[Dataset rows]
───

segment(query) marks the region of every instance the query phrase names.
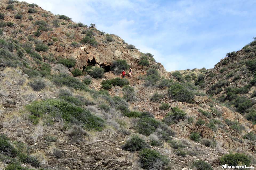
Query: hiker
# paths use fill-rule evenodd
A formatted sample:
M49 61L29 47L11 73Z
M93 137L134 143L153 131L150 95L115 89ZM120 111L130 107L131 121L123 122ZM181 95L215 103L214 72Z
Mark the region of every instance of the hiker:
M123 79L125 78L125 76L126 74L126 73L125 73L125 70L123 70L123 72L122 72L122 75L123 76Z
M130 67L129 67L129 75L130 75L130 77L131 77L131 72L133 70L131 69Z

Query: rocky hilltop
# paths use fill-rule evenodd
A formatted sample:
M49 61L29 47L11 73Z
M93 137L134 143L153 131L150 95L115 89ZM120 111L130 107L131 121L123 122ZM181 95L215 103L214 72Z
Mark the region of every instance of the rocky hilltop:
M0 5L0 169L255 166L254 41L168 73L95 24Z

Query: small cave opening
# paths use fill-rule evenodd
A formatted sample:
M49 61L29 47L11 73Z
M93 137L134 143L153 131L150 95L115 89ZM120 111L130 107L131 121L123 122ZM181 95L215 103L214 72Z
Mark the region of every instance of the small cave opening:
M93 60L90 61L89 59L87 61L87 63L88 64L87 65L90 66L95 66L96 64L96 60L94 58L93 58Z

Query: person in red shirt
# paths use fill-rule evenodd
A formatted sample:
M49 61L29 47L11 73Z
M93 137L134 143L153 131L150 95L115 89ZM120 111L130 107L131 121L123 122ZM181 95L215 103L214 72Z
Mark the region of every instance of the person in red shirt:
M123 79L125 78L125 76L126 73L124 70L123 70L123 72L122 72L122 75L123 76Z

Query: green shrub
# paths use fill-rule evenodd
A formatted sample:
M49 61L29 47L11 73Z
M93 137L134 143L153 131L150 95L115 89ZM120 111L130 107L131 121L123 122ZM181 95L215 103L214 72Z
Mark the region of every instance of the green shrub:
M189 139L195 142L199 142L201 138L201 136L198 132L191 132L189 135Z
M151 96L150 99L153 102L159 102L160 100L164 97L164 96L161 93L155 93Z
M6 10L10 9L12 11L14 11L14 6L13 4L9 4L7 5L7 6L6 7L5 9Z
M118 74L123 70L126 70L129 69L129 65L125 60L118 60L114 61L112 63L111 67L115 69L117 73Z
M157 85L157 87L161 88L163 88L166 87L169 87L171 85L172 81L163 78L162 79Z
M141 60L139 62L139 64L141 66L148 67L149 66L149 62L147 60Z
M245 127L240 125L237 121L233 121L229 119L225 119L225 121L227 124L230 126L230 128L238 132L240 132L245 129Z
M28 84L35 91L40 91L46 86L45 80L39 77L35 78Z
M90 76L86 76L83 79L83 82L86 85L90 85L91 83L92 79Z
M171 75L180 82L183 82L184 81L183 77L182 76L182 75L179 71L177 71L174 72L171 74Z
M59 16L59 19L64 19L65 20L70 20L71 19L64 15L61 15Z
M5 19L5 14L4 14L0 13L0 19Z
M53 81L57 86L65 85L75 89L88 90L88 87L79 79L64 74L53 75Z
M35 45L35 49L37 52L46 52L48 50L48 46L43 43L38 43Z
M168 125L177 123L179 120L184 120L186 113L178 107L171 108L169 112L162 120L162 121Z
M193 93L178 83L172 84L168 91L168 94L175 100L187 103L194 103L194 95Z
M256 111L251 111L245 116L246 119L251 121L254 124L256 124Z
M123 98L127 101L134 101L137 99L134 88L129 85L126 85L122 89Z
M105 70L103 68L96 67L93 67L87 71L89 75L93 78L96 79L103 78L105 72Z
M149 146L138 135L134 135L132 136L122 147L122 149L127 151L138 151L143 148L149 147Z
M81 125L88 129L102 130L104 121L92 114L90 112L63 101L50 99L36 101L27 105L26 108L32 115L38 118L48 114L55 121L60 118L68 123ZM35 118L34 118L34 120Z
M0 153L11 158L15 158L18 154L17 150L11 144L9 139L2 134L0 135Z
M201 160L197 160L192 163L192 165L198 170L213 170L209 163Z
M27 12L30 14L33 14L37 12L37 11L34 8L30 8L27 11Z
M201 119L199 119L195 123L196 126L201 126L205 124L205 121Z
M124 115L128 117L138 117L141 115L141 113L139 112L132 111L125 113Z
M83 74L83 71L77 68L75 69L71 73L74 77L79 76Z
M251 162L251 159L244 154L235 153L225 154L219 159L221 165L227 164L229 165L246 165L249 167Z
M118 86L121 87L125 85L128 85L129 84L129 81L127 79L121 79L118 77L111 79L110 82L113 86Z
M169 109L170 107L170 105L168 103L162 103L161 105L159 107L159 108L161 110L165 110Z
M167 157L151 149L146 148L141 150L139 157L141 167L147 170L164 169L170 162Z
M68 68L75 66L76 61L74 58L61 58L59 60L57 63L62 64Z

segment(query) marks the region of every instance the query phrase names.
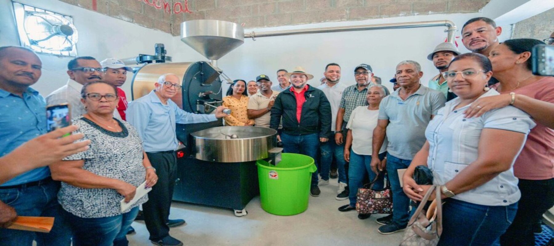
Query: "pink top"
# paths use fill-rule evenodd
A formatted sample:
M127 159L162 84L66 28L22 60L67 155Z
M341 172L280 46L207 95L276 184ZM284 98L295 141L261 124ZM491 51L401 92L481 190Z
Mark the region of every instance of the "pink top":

───

Requirement: Rewrite all of the data above, replacing "formatted sample" with "sample outline" and keeping everything else the same. Leave the pictures out.

Solution below:
segment(query) marks the region of every instance the query phrase names.
Query: hiker
# paths use fill-rule evenodd
A sample outline:
M49 61L29 47L11 73Z
M93 137L134 143L153 131L150 95L115 89ZM120 111L130 107L131 121L123 122ZM181 95L215 103L214 72Z
Mark the region of every instance of the hiker:
M123 79L125 78L125 76L126 74L126 73L125 73L125 70L123 70L123 72L122 72L122 75L123 76Z
M130 67L129 67L129 75L130 75L130 77L131 77L131 72L133 70L131 69Z

Query: rocky hilltop
# paths use fill-rule evenodd
A sample outline:
M49 61L29 47L11 73Z
M93 137L134 143L153 131L150 95L115 89ZM120 111L130 107L131 121L123 122ZM181 95L215 103L214 72Z
Mark the region of every instance of the rocky hilltop:
M0 5L0 169L255 166L254 41L168 73L95 24Z

Query: small cave opening
# paths use fill-rule evenodd
A sample outline:
M49 61L29 47L11 73Z
M93 137L134 143L153 131L150 95L115 89ZM120 111L130 107L131 121L123 122ZM181 95L215 103L214 72Z
Mark the region of every instance of the small cave opening:
M93 60L90 61L89 59L87 61L87 63L88 64L87 65L90 66L95 66L96 64L96 60L94 58L93 58Z

Query: person in red shirt
# paths use fill-rule evenodd
A sample outline:
M49 61L29 47L11 73Z
M93 137L134 143L153 131L150 95L115 89ZM120 111L130 107L131 121L123 122ZM181 95L215 103L214 72Z
Mark the region of every instance of the person in red shirt:
M123 79L125 78L125 76L126 73L124 70L123 70L123 72L122 72L122 75L123 76Z

Query: green shrub
# paths use fill-rule evenodd
A sample outline:
M49 61L29 47L11 73Z
M93 137L134 143L153 131L150 95L115 89ZM120 111L130 107L131 121L123 122ZM181 95L215 103L214 72Z
Mark the region of every instance of the green shrub:
M189 139L195 142L199 142L201 138L201 136L198 132L191 132L189 135Z
M151 96L150 99L153 102L159 102L160 100L164 97L164 96L161 93L155 93Z
M6 10L10 9L12 11L14 11L14 6L13 4L9 4L7 5L7 6L6 7L5 9Z
M118 74L123 70L126 70L129 69L129 65L125 60L118 60L114 61L112 63L111 67L115 69L117 73Z
M157 85L157 87L161 88L163 88L166 87L169 87L171 85L172 81L163 78L162 79Z
M141 60L139 62L139 64L141 66L148 67L149 66L149 62L147 60Z
M245 127L240 125L237 121L233 121L229 119L225 119L225 121L227 124L230 126L230 128L238 132L240 132L245 129Z
M28 84L35 91L40 91L46 86L45 80L39 77L35 78Z
M90 76L86 76L83 79L83 82L86 85L90 85L91 83L92 79Z
M171 75L180 82L183 82L184 81L183 77L182 76L182 75L179 71L177 71L174 72L171 74Z
M59 16L59 19L64 19L65 20L70 20L71 19L64 15L61 15Z
M5 19L5 14L4 14L0 13L0 19Z
M53 81L57 86L65 85L75 89L88 90L88 87L79 79L64 74L53 75Z
M35 45L35 49L37 52L46 52L48 50L48 46L43 43L38 43Z
M168 125L177 123L179 120L184 120L186 113L178 107L171 108L169 112L162 120L162 121Z
M193 93L178 83L172 84L168 91L168 94L175 100L187 103L194 103L194 95Z
M256 111L251 111L245 116L246 119L251 121L254 124L256 124Z
M123 98L127 101L134 101L137 99L134 88L129 85L126 85L122 89Z
M105 70L103 68L96 67L93 67L87 71L89 75L93 78L96 79L103 78L105 72Z
M149 146L138 135L134 135L132 136L122 147L122 149L127 151L138 151L143 148L149 147Z
M81 125L88 129L102 130L104 121L92 114L90 112L63 101L50 99L36 101L27 105L26 108L32 115L38 118L48 114L55 121L60 118L68 123ZM35 118L34 118L34 120Z
M0 153L11 158L15 158L18 154L17 150L11 144L9 139L2 134L0 135Z
M201 160L197 160L192 163L192 165L198 170L213 170L209 163Z
M27 12L30 14L33 14L37 12L37 11L34 8L30 8L27 11Z
M201 119L199 119L195 123L196 126L201 126L205 124L205 121Z
M124 115L128 117L138 117L141 115L141 113L139 112L132 111L125 113Z
M83 74L83 71L77 68L75 69L71 73L74 77L79 76Z
M251 162L251 159L244 154L235 153L225 154L219 159L221 165L227 164L229 165L246 165L249 167Z
M118 86L121 87L125 85L128 85L129 84L129 81L127 79L121 79L118 77L111 79L110 82L113 86Z
M169 109L170 107L170 105L168 103L162 103L161 105L159 107L159 108L161 110L165 110Z
M167 157L151 149L146 148L141 150L139 157L141 167L147 170L164 169L170 162Z
M68 68L75 66L76 61L74 58L61 58L59 60L57 63L62 64Z

segment(query) marks the region of every instance the query phrase names.
Query: "pink top"
# paths use fill-rule evenodd
A sample outline:
M127 159L162 84L66 28L22 60L67 155Z
M341 172L280 46L207 95L276 184ZM284 98L295 141L261 124ZM491 51L401 92L481 190Z
Mark the region of every instance of the "pink top":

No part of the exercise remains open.